- _Task requirements_:
All lines holding the string "sign" should be copied from the data below.

Point-per-instance localization data:
──────────
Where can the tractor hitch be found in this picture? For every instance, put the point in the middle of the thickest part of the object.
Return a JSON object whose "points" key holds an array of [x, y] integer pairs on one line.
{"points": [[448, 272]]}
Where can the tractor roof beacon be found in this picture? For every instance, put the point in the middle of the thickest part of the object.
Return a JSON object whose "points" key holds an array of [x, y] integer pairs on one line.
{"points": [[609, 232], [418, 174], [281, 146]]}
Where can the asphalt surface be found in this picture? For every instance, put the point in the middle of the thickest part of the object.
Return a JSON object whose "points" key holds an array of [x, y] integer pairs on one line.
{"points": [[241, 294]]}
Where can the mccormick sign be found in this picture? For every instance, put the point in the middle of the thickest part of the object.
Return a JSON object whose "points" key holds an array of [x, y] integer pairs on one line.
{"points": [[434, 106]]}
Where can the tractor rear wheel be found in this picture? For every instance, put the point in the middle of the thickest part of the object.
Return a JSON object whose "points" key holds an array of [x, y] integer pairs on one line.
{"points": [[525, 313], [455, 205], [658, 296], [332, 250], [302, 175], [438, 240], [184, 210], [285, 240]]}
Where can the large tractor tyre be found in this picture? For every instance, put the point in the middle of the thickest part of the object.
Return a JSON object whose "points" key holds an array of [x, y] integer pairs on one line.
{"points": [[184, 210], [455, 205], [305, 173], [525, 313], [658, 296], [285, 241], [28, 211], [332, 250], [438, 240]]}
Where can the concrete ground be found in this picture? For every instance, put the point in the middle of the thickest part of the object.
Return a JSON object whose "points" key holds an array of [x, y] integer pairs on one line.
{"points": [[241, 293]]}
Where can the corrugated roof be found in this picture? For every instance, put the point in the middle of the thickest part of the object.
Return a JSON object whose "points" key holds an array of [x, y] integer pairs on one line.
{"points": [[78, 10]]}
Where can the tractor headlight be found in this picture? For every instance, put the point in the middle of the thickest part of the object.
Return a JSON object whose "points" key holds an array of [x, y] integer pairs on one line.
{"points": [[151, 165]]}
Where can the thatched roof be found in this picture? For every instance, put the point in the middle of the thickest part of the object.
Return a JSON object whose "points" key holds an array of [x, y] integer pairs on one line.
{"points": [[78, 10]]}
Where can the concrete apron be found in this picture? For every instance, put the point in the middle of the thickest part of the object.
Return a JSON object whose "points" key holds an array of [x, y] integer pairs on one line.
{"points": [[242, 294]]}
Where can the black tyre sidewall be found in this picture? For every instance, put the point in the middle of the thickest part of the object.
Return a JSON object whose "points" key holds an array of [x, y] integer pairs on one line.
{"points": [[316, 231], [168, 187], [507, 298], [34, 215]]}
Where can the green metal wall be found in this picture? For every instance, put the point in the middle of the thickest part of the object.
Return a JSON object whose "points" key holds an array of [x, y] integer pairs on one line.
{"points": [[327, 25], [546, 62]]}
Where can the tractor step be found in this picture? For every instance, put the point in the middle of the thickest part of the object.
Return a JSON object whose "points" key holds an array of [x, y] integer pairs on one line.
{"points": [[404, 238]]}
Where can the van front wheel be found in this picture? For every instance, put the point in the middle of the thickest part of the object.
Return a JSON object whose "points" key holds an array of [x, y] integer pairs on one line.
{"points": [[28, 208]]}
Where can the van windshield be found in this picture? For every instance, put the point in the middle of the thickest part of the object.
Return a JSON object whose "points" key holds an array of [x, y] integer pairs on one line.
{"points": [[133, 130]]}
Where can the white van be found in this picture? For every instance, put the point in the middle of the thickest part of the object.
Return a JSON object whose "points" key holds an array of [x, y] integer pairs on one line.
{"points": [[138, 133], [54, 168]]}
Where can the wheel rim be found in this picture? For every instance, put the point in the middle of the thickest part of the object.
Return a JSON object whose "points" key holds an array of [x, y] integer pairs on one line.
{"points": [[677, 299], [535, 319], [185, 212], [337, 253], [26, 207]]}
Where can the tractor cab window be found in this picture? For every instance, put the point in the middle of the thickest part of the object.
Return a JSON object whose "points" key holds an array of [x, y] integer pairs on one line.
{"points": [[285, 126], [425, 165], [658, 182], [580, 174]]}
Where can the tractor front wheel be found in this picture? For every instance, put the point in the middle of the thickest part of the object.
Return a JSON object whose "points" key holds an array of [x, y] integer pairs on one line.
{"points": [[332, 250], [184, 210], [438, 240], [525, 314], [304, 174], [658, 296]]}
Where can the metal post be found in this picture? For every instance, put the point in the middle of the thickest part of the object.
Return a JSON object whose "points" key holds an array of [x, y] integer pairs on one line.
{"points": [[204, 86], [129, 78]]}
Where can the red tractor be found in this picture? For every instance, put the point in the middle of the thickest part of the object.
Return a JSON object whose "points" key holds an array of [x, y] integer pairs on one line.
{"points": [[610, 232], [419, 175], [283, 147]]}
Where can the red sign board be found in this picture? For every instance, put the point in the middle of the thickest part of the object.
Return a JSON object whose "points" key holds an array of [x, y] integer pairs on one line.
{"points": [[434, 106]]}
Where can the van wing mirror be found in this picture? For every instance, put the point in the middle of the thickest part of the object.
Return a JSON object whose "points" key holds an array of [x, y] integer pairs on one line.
──────────
- _Exercise output_:
Where can the mccormick sign be found in this picture? For every instance, put the point in the middle of the thickest part of the object.
Where can the red sign board be found in this picture? For every instance, put the point in the middle of the thickest part of the object.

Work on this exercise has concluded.